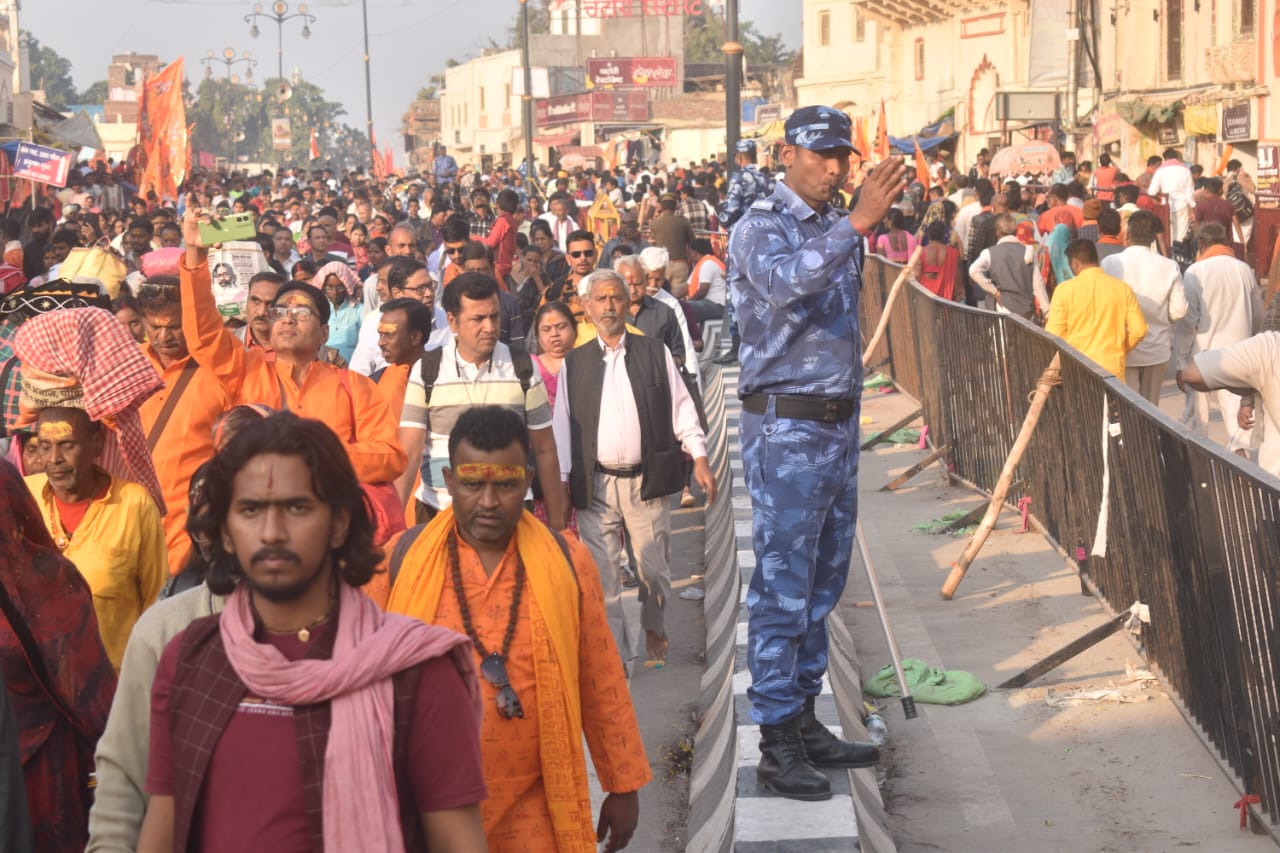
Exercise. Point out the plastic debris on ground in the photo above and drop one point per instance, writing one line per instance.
(904, 436)
(1133, 688)
(927, 684)
(937, 527)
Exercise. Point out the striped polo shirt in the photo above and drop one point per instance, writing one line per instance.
(460, 386)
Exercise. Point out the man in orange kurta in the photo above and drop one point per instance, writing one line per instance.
(347, 402)
(184, 441)
(535, 614)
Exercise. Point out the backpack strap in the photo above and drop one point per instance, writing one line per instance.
(401, 551)
(430, 370)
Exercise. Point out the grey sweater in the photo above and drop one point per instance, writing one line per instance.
(119, 801)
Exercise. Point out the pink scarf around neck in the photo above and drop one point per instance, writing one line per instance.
(370, 647)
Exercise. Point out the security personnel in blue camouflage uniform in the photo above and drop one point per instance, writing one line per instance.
(746, 186)
(795, 284)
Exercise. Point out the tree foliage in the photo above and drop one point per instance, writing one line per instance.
(704, 37)
(234, 118)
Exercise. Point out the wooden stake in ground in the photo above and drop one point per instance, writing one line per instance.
(903, 278)
(1051, 377)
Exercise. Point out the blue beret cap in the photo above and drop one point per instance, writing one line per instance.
(819, 128)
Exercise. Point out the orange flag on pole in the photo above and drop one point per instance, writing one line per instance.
(922, 167)
(882, 135)
(163, 128)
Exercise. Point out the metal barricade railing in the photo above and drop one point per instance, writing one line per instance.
(1193, 532)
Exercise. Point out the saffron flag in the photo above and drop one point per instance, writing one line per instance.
(163, 131)
(882, 136)
(922, 167)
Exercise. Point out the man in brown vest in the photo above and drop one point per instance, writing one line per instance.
(302, 717)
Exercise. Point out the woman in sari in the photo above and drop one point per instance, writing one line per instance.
(937, 267)
(56, 673)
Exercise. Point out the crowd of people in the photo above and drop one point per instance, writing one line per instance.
(368, 528)
(1146, 276)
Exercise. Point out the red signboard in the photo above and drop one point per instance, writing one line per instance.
(649, 72)
(627, 8)
(593, 106)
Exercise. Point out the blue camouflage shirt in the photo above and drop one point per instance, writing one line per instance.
(795, 282)
(745, 187)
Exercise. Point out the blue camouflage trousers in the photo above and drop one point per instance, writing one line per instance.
(803, 480)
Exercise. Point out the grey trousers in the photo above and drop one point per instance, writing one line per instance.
(1147, 381)
(617, 506)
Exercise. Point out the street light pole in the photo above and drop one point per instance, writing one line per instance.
(732, 51)
(526, 100)
(229, 59)
(369, 89)
(279, 13)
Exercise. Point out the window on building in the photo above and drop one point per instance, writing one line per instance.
(1174, 39)
(1248, 14)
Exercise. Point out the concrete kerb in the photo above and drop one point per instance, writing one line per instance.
(712, 789)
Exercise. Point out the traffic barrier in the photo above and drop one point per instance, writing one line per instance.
(1192, 532)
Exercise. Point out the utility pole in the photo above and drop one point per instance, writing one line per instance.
(369, 90)
(732, 51)
(526, 100)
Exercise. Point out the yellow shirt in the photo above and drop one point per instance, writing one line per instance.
(1098, 315)
(119, 548)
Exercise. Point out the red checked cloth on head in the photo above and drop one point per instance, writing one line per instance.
(94, 350)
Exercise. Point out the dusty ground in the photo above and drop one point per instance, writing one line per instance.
(1008, 771)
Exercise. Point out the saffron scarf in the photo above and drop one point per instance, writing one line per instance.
(369, 649)
(553, 612)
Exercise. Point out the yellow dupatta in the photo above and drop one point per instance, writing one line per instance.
(553, 612)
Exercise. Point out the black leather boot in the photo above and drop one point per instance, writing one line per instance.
(826, 749)
(784, 766)
(730, 355)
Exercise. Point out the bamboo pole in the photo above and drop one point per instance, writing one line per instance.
(1051, 377)
(903, 278)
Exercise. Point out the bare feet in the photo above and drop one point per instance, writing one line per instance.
(658, 646)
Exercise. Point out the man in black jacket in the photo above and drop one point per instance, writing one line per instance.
(630, 415)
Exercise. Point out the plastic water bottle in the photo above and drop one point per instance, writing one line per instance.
(877, 731)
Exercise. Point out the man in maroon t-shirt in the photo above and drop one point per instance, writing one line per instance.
(304, 716)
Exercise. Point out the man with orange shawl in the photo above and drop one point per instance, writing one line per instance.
(533, 606)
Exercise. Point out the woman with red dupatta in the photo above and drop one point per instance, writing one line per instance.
(938, 261)
(55, 669)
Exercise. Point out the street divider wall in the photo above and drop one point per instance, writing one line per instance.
(1189, 530)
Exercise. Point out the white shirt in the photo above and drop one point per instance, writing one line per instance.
(368, 359)
(618, 432)
(1174, 179)
(1224, 306)
(1159, 287)
(1253, 363)
(561, 228)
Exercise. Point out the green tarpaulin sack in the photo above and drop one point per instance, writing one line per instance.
(927, 684)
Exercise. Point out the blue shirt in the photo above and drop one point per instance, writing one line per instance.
(745, 187)
(795, 283)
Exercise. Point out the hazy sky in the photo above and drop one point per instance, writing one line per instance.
(408, 40)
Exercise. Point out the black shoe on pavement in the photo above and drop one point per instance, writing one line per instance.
(826, 749)
(785, 769)
(730, 355)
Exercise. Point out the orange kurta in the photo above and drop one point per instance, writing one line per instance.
(186, 443)
(348, 402)
(517, 816)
====
What is being asked: Copy all the material exactly; omit images.

Exercise answer:
Exercise. Point out the plastic debris on ground in the photo above and drop one point per instance, writing one line per instance.
(904, 436)
(1133, 688)
(927, 684)
(937, 527)
Exercise. Point out the striped polo shirt in the photo above and drop one point per instance, writing one line per instance.
(460, 386)
Exercise. Point out the man in orange kurta in the photo above and drop one point per instance, writing one line per instance.
(347, 402)
(184, 441)
(535, 614)
Exercise. Point out the backpack strap in the photo above and drop one point per instance, writing one line per instance.
(401, 551)
(430, 370)
Exercise. Point out the grey sweater in the photo above and drop one point per instance, writing one line per instance.
(119, 801)
Exercise. Point out the pink scarf around neck in the photo above and drop one point per instance, writing one line per instance.
(370, 647)
Exercise. Point out the security personnel in blue camouflage uniform in the photo above and drop one point per instance, writing one line per instance.
(746, 186)
(795, 284)
Exercise. Point out the tree foliage in the photo above and drop one point per instance, writing one line per instance.
(704, 37)
(234, 118)
Exercise. Point out the wooden stake in ground in the photo above and drop one point per instance, writing one line per instance.
(903, 278)
(1051, 377)
Exercise. Point out the blue beret cap in the photo above and drop one point per instance, writing one line per instance.
(819, 128)
Exercise. Point out the orange flag on pole in the photo above and drop one point per instance, writing one line per instance.
(922, 167)
(882, 135)
(163, 128)
Exercise. Point out the metal barricade railing in the photo above and drop one point per instance, writing one line per instance.
(1193, 532)
Exercise. Point out the saffron flag in the photo above and drop one point per instance, writing one line per instance.
(163, 131)
(882, 136)
(922, 167)
Exercise. Point out the man in brown vest in the photo above and drop one point per instance, writing one line per instance.
(302, 717)
Exercise. Point out the woman in sari in the photo above and drop one point per instance, writing one line per instance.
(937, 267)
(56, 673)
Exercise. Point out the crowd of people in the photo above and drop one point per instance, writing one line per instance.
(368, 528)
(1146, 276)
Exercise. Point out the red signboard in the photo above and drop one point per instance, writing one line per instance.
(649, 72)
(627, 8)
(593, 106)
Exercise. Point out the blue camouflage shirt in the photo above and drop one point per instance, writing one line per instance.
(795, 282)
(745, 187)
Exercise. Point out the blue camouflage trousers in the photo above and drop one point per instance, writing one line per instance.
(803, 480)
Exercise. Point out the grey trousers in the photo above and drop one point per instance, writing one line per instance.
(1147, 381)
(617, 506)
Exercise. Point out the street light pole in the photo above and drop one point per instance, writing one line per instance.
(732, 51)
(526, 100)
(229, 59)
(369, 89)
(279, 13)
Exercise. Point out the window on building in the photo above and drop one point per instance, writing one line per instance.
(1174, 39)
(1248, 14)
Exercise. Point out the concrete kerb in the photo above and drop one point per instance, writing one line per instance.
(712, 789)
Exercise. Point out the traffic barrier in the photo above and drop one point per instance, writing one line per instance.
(1192, 532)
Exercise. Point out the utility pole in the photo above and drop one point per instance, writing one line per instance.
(369, 90)
(732, 51)
(526, 100)
Exercise. Point out the yellow shirt in the photo above and drop one point per instance, writing one line per instance.
(1098, 315)
(119, 548)
Exercise. Point out the red checked cloth on head in the photo above and drop one point per instance, writing one line per instance.
(94, 350)
Exercise. Point out the dusty ground in the photo above and drop one point per instance, writing one line per instance.
(1008, 771)
Exercise. Point out the saffron scarf in the photo above and drop one point per instance, writing one line per instance.
(369, 649)
(553, 612)
Exercise. Point out the yellow dupatta in the photo above and drop one point per instance, writing one line per instance.
(553, 612)
Exercise. Point out the black leather boot in the photo above and drop one point per instance, writing one line per instance.
(826, 749)
(784, 766)
(730, 355)
Exercise. Point out the bamboo pole in the photo above and drop one point per instance, writing one line per instance.
(1051, 377)
(903, 278)
Exercise. Point out the bare feet in the photo above and drop one point per instance, writing one line per instance.
(658, 646)
Exercise. Point out the man in black jacket in the photo above and drop one point per instance, writing one line per instance.
(630, 415)
Exercise. Point out the plastic water bottle in the photo above and drop one point per instance, writing one line per instance.
(877, 731)
Exercise. Point out the man in maroon t-shirt in the photo above and drop one point per instance, writing one line per instance.
(304, 716)
Exercise. Point out the man with orange shawl in the photo above and drop one point per instance, writing one line per instance.
(533, 606)
Exercise. Point out the woman with red dupatta in the photo above and drop one point per instance, writing one line per instance.
(938, 261)
(55, 669)
Exercise. Point out the street divider wall in the photo above and drop one point per instance, writing one line per instance.
(1189, 530)
Exercise. Point out the white shirt in the photo above and drop one point per instance, writing one line per instance.
(368, 359)
(618, 432)
(1174, 179)
(1224, 306)
(1159, 287)
(1253, 363)
(561, 228)
Exercise. Point out the green tarpaulin sack in the photo above and drop one point per instance, writing one line per instance.
(927, 684)
Exercise. Point out the blue shirt in the photo above and drop one point per instance, writing one line per instance.
(745, 187)
(795, 283)
Exercise. Point out the hazy sky in the photo above and drop one point per instance, writing one line per instance.
(408, 40)
Exercise. Point out the black shoe on pavement in the photo above and drop one point per instance, writing one line per instance.
(826, 749)
(785, 769)
(730, 355)
Exercise. Point out the orange kurta in the photo above and drop one point per instance, writing one line per instance.
(186, 443)
(348, 402)
(517, 816)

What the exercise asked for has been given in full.